Goal:
Tally the lines in the entries below that contain the string "macaron". Reply with the number alone.

[Raw records]
============
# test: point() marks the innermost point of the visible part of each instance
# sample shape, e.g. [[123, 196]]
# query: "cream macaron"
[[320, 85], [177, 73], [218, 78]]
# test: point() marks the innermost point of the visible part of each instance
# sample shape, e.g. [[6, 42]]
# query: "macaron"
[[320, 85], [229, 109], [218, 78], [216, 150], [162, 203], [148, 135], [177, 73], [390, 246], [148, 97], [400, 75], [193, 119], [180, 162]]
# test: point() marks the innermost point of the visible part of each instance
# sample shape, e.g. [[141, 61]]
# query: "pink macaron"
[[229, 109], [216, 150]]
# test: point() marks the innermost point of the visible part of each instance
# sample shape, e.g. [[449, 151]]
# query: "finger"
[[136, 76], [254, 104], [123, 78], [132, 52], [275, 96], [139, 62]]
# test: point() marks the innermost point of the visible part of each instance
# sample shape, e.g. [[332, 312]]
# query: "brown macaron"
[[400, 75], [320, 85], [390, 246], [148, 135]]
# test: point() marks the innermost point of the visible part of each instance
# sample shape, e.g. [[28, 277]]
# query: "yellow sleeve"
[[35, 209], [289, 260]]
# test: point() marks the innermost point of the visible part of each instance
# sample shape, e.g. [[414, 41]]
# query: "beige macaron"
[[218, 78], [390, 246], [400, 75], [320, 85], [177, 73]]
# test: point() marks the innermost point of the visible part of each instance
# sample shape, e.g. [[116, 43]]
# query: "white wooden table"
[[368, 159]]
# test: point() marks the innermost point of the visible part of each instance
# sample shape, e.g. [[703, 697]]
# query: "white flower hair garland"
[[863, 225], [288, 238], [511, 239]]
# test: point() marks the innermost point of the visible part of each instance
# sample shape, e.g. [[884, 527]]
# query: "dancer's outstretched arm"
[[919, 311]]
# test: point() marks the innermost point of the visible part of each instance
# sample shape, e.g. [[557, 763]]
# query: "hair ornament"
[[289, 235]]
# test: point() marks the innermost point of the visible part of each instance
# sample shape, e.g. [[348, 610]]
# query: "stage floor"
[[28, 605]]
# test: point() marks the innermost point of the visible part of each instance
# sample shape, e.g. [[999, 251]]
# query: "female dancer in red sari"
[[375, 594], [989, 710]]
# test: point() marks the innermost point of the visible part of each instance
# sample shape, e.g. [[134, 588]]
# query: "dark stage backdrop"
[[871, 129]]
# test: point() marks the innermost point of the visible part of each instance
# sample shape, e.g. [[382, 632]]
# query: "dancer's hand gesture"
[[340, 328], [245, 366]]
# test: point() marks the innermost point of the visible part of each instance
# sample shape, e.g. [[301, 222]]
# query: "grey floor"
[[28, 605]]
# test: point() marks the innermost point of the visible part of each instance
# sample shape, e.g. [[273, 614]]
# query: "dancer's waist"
============
Solution to this problem:
5